TASK ITEM ->
All of the data is to be written out again exactly, without the pictures.

#### EXCERPTED DATA ####

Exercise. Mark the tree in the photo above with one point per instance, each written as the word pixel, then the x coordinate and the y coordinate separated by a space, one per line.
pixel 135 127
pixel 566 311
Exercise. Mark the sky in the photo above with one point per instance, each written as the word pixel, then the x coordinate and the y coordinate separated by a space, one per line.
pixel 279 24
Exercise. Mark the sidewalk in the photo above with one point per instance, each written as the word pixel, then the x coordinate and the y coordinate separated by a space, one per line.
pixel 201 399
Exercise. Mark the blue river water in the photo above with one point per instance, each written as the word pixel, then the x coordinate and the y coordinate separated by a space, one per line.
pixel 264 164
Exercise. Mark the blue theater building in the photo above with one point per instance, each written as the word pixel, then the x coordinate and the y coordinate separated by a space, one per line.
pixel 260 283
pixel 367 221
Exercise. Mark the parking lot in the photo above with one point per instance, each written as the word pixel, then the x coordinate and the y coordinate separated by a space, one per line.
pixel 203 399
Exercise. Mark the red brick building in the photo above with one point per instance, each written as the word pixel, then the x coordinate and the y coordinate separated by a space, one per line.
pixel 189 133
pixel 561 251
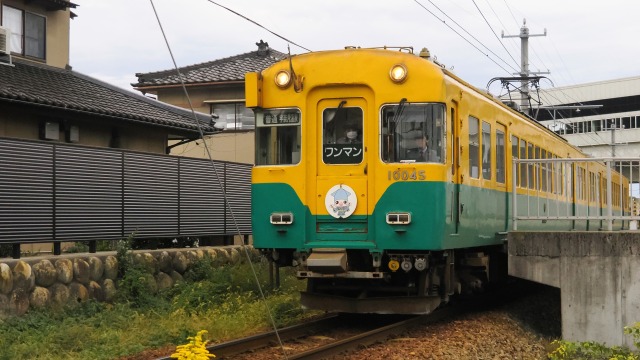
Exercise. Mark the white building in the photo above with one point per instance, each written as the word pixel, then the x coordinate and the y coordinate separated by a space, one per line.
pixel 602 118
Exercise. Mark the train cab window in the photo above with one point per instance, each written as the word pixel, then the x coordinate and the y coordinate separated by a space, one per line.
pixel 524 172
pixel 474 148
pixel 515 155
pixel 342 135
pixel 486 150
pixel 413 133
pixel 277 137
pixel 500 155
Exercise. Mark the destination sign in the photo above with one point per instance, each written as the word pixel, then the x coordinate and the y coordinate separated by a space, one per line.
pixel 282 118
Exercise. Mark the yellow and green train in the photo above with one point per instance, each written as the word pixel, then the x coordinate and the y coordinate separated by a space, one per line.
pixel 386 180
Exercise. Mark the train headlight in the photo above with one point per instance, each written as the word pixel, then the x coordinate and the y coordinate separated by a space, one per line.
pixel 398 73
pixel 283 79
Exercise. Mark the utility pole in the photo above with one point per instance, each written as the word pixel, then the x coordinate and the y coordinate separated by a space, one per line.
pixel 524 62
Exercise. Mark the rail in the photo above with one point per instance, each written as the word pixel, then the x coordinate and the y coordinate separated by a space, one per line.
pixel 586 190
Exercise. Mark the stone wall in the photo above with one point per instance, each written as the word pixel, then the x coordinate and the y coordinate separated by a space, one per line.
pixel 58 281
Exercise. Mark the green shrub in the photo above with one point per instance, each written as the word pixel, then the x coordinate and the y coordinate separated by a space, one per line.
pixel 591 350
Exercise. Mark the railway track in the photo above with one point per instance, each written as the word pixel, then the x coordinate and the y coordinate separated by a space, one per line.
pixel 376 331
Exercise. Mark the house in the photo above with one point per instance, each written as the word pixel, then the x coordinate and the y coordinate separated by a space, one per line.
pixel 216 88
pixel 45 104
pixel 42 98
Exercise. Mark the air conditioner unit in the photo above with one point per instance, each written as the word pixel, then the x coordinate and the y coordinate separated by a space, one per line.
pixel 5 38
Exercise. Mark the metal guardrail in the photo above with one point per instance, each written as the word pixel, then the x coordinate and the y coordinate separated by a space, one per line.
pixel 52 192
pixel 598 189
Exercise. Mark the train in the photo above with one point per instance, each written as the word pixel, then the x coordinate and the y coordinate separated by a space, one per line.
pixel 385 179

####

RESPONSE BOX ->
Exercise. Mark the tree in the photo above with one point per instance, each written as the word pixel, then the x coordinate and the y coordinate separated by a space, one per line.
pixel 135 127
pixel 566 311
Exercise. Mark the sky in the photo above with one point per instance, each written as the word pixel, then the x coordinate and the y coordinate separated by a space, one per line.
pixel 279 24
Exercise. Mark the sidewalk in the photo above with one point per instance, each written as the word pixel, then the x coordinate and the y coordinate separated by a space, one per line.
pixel 201 399
Exercise. Mark the blue river water in the photo above with one point per instance, each written as the word pixel, then the x coordinate and the y coordinate separated by a space, one per line.
pixel 264 164
Exercise. Mark the blue theater building in the photo above with one point per instance, each written as the word pixel, then the x coordinate and the y coordinate separated by a space, one per line.
pixel 260 283
pixel 367 221
Exercise. Mark the parking lot in the photo above with one point per instance, each written as the word pixel, then the x coordinate and the y coordinate separated by a space, one per line.
pixel 203 399
Exercise. Mark the red brick building in the photo above with one point per instance, each written as the word pixel, then the x coordinate and the y coordinate separated by a space, one per line.
pixel 189 133
pixel 561 251
Exercise. Mark the white building in the photo above with one point per instance, each written as the word pixel, then the x coordinate and the y coordinate separated by a space, one per line.
pixel 602 118
Exercise. Mark the train cab window in the photo above with one point per instance, each written as the word pixel, then the x coordinate and the y coordinate separated by a space, one per line.
pixel 524 172
pixel 474 148
pixel 515 155
pixel 342 135
pixel 486 150
pixel 413 133
pixel 277 137
pixel 500 155
Exercise. Mark the destination sign in the photo above with one point per instance, each written as the word pixel, then the x coordinate and the y coordinate separated by a space, one per line.
pixel 282 118
Exercise. Mark the yellow and green train in the photo above with one point per instance, each written as the word pixel, then the x coordinate and the y coordinate separated by a space, one per line.
pixel 386 180
Exercise. Mark the train headlight in the photo above with one point per instance, each written as the word pixel, then the x coordinate and the y coordinate separated by a space, one per line.
pixel 398 73
pixel 283 79
Exercise. Mark the utility pole in the photo above with one point per instance, each written as the word pixel, then the x coordinate and the y coordinate separated by a space, one per line.
pixel 524 62
Exercise. Mark the rail in the photo above with one point per instance, each written as the word pixel, then the x coordinate and the y coordinate separated by a space, one per line.
pixel 586 190
Exercise. Mark the stone wall in the photo above with one point per instance, each written as the word pixel, then the x coordinate and the y coordinate separated by a space, one per line.
pixel 58 281
Exercise. Mark the green shrub in the photo above with one point per instance, each written as the word pixel, then the x coordinate and the y coordinate separated by a space, one per line.
pixel 591 350
Exercise. Mark the railway track in the photo above with one point per instance, each written as the word pixel, then the x coordinate and the y coordinate separated by a space, one per line.
pixel 376 331
Exercise. Mark the house in the photo above with one point per instance, each written as the word pixel, then the x coordinate and the y coordinate separated by a space, one per line.
pixel 216 88
pixel 45 104
pixel 42 98
Exercise. Mark the air conditioner unit in the photo above with one point per instance, each written as the word pixel, then the x coordinate and the y coordinate separated by a space, one per line.
pixel 5 38
Exercise. Mark the metal guardrail in the photo above with one point per instance, each written as the word pixel, then the x coordinate and the y coordinate separated by a space, one per line.
pixel 52 192
pixel 598 189
Exercise. Mark the train in the photo above with one point per instance, each written as the word pixel, then the x coordinate and the y coordinate separated by a space, one per line.
pixel 385 179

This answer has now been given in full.